How to Set up JupyterHub on Azure

JupyterHub serves as an essential platform for Data Science teams across multiple organizations. In this article, we are going to do a walkthrough of how to set up JupyterHub on Azure.

Introduction

JupyterHub is an Open-Source solution to provide access to computational environments without having users actively manage DevOps challenges. System Administrators can customize and manage JupyterHub to provide isolated or shared resources to data science teams. Not only is it scalable and customizable but also provides the option to improve privacy, by providing users with their own workspaces. Since, it can be hosted on various cloud services, virtual machines, and even local machines, users can leverage customizable compute power from anywhere in the world.

Organizations can choose from the following two types of distributions offered by JupyterHub as per their own requirements -

  1. The Littlest JupyterHub (TLJH)

The Littlest JupyterHub (TLJH) is a lightweight JupyterHub distribution for a single Virtual Machine (VM). It is designed for smaller deployments and allows users to access shared resources. While it may be a good starting solution for smaller Data Science Teams running experiments that do not require the availability of more compute power, it is not scalable for larger teams performing varying degrees of tasks. If one of the users utilizes most of the VMs compute power, it might hinder the work of someone else trying to carry out their own tasks.

  1. Zero to JupyterHub (ZTJH)

Zero to JupyterHub (ZTJH) allows DevOps teams to deploy JupyterHub on Kubernetes using Docker. It provides the convenience of scaling and managing it efficiently for a larger number of users. Due to containerization, users are able to choose their own compute power (CPU, RAM, GPU, etc.) without having to worry about how their usage might affect the work of others.

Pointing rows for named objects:
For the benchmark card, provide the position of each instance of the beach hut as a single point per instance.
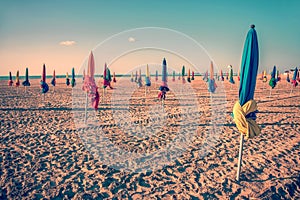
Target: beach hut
(244, 109)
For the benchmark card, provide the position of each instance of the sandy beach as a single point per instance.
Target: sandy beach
(45, 154)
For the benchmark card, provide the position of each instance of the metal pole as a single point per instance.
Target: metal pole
(240, 158)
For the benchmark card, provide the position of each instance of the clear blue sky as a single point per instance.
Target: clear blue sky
(30, 31)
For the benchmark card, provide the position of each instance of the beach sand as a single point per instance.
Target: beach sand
(44, 154)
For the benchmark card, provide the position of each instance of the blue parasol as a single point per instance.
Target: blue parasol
(244, 109)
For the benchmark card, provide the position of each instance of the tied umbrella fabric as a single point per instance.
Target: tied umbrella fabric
(272, 81)
(173, 79)
(205, 78)
(17, 79)
(73, 81)
(294, 79)
(131, 79)
(189, 76)
(10, 81)
(277, 76)
(265, 79)
(211, 82)
(164, 86)
(139, 81)
(246, 126)
(44, 86)
(221, 74)
(26, 82)
(231, 75)
(147, 77)
(114, 78)
(183, 74)
(106, 77)
(89, 85)
(244, 109)
(67, 80)
(53, 81)
(288, 77)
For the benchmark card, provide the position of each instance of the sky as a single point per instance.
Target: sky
(62, 33)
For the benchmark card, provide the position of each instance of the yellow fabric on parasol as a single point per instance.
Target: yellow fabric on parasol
(246, 126)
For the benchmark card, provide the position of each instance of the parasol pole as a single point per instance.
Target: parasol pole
(240, 158)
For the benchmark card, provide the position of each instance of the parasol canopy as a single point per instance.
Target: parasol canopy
(231, 74)
(73, 81)
(272, 81)
(147, 77)
(106, 77)
(89, 85)
(44, 86)
(131, 79)
(189, 76)
(26, 82)
(265, 78)
(17, 79)
(221, 74)
(288, 77)
(114, 77)
(67, 79)
(211, 82)
(164, 85)
(139, 82)
(53, 81)
(173, 78)
(136, 76)
(294, 79)
(183, 74)
(244, 109)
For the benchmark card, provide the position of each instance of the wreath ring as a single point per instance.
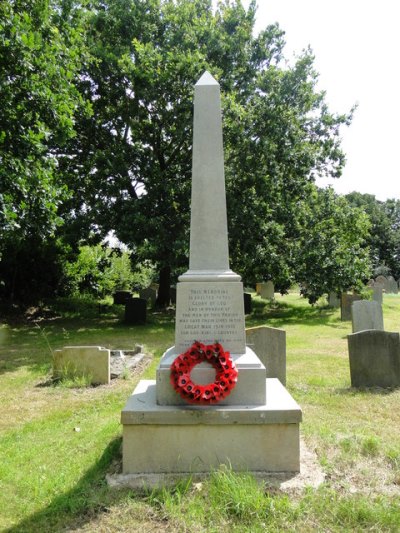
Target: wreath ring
(225, 379)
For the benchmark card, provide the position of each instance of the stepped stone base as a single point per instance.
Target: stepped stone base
(172, 439)
(249, 389)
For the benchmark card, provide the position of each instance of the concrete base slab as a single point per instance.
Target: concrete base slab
(250, 387)
(180, 439)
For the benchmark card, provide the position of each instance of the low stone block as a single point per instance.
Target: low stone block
(135, 311)
(345, 305)
(267, 291)
(77, 361)
(194, 439)
(374, 358)
(121, 297)
(366, 315)
(269, 344)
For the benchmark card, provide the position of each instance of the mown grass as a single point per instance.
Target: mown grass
(57, 442)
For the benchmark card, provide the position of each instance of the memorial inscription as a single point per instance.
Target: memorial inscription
(212, 312)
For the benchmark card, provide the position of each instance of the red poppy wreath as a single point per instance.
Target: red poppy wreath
(225, 379)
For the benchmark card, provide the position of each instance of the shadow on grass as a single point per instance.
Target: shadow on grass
(373, 391)
(31, 345)
(83, 503)
(280, 314)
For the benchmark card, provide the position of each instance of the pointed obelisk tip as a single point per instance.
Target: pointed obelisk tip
(207, 79)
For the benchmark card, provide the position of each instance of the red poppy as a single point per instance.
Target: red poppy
(225, 380)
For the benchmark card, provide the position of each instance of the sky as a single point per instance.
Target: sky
(356, 44)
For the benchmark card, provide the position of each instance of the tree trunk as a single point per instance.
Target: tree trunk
(163, 296)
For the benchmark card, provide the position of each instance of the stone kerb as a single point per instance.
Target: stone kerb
(366, 315)
(269, 344)
(374, 358)
(76, 361)
(267, 290)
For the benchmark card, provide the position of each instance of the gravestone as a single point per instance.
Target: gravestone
(162, 433)
(377, 294)
(382, 280)
(366, 315)
(121, 297)
(77, 361)
(333, 300)
(135, 311)
(392, 285)
(172, 293)
(149, 294)
(270, 346)
(267, 291)
(374, 358)
(247, 303)
(346, 301)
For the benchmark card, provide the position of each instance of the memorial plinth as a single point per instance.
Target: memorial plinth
(254, 428)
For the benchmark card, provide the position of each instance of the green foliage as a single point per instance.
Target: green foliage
(331, 255)
(131, 158)
(384, 237)
(100, 271)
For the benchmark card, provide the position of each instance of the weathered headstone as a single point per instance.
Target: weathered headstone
(267, 291)
(374, 358)
(149, 294)
(377, 293)
(210, 308)
(333, 300)
(345, 305)
(92, 362)
(135, 311)
(392, 285)
(121, 297)
(366, 315)
(247, 303)
(382, 280)
(270, 346)
(172, 292)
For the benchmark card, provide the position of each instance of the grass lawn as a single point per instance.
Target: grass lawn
(57, 441)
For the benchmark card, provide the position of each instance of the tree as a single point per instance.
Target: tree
(40, 55)
(384, 237)
(132, 158)
(332, 254)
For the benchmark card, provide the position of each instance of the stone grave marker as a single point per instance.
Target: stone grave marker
(78, 361)
(392, 285)
(267, 291)
(121, 297)
(345, 305)
(366, 315)
(377, 293)
(333, 300)
(135, 311)
(382, 280)
(270, 346)
(149, 294)
(247, 303)
(374, 358)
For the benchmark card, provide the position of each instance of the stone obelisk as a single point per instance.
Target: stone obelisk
(209, 255)
(162, 434)
(210, 303)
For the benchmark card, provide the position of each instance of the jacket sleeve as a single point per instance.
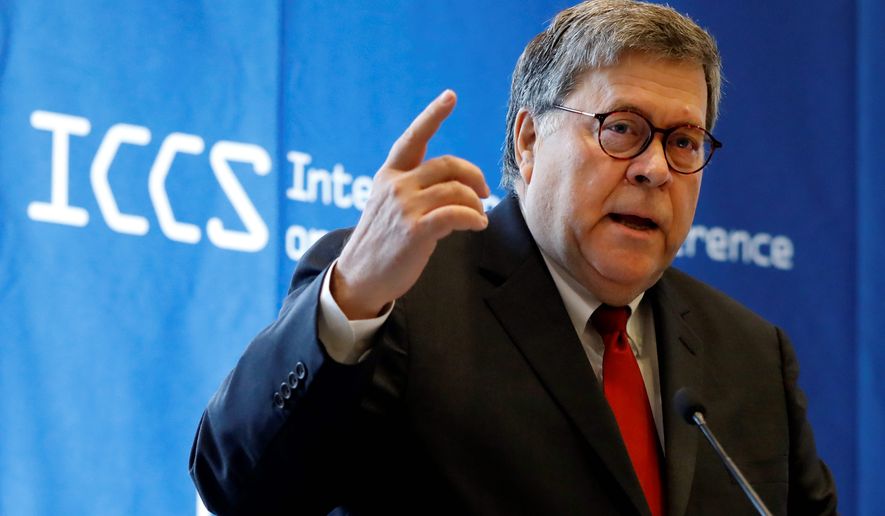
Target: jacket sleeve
(273, 437)
(812, 489)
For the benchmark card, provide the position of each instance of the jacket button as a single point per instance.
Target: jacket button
(300, 370)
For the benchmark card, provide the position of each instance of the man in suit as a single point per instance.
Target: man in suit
(436, 359)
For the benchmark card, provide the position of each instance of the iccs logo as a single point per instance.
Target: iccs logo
(59, 210)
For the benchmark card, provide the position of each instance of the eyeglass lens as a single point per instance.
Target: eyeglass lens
(624, 134)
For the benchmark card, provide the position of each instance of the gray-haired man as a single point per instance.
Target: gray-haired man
(436, 359)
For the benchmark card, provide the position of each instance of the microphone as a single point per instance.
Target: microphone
(692, 410)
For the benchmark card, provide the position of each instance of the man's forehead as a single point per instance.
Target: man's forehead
(650, 86)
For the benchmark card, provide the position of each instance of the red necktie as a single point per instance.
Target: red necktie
(625, 392)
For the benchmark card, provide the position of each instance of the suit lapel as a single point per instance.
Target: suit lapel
(529, 308)
(680, 355)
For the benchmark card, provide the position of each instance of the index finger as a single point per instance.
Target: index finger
(408, 150)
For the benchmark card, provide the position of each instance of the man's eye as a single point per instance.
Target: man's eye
(684, 143)
(621, 127)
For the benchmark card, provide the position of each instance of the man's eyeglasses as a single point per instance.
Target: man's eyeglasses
(625, 135)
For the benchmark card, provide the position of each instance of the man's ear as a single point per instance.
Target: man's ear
(524, 144)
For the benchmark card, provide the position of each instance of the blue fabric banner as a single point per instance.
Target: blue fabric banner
(165, 164)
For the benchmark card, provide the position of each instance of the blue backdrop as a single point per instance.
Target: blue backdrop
(164, 164)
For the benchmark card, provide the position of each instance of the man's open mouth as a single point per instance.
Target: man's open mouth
(634, 222)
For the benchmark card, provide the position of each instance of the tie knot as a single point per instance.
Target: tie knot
(610, 319)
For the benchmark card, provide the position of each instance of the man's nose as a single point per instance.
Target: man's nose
(650, 168)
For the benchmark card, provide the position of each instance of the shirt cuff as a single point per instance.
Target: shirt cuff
(347, 342)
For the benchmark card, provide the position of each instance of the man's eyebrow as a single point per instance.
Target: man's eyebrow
(626, 106)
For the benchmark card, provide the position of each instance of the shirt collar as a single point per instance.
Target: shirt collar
(580, 303)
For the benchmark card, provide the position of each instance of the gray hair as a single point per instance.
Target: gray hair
(595, 34)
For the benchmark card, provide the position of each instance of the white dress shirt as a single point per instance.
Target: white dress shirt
(348, 342)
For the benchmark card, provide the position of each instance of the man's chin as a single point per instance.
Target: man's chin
(621, 282)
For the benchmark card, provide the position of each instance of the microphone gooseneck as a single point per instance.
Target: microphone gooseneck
(692, 410)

TASK SET:
(1) Rewrite the paragraph of the JupyterHub page that begins "Zero to JupyterHub (ZTJH) allows" as a short bulleted list that keeps its main facts.
(2) Extract every line of the rows that contains the string "green". Matching is case-sensitive.

PER-TASK ANSWERS:
(1)
- ZTJH lets DevOps teams deploy JupyterHub on Kubernetes using Docker.
- It makes scaling and managing JupyterHub convenient and efficient for a larger number of users.
- Because of containerization, users can choose their own compute power (CPU, RAM, GPU, etc.) without worrying about how their usage might affect others' work.

(2)
For the benchmark card, provide the position of each instance of the green foliage as a single point per instance.
Target: green foliage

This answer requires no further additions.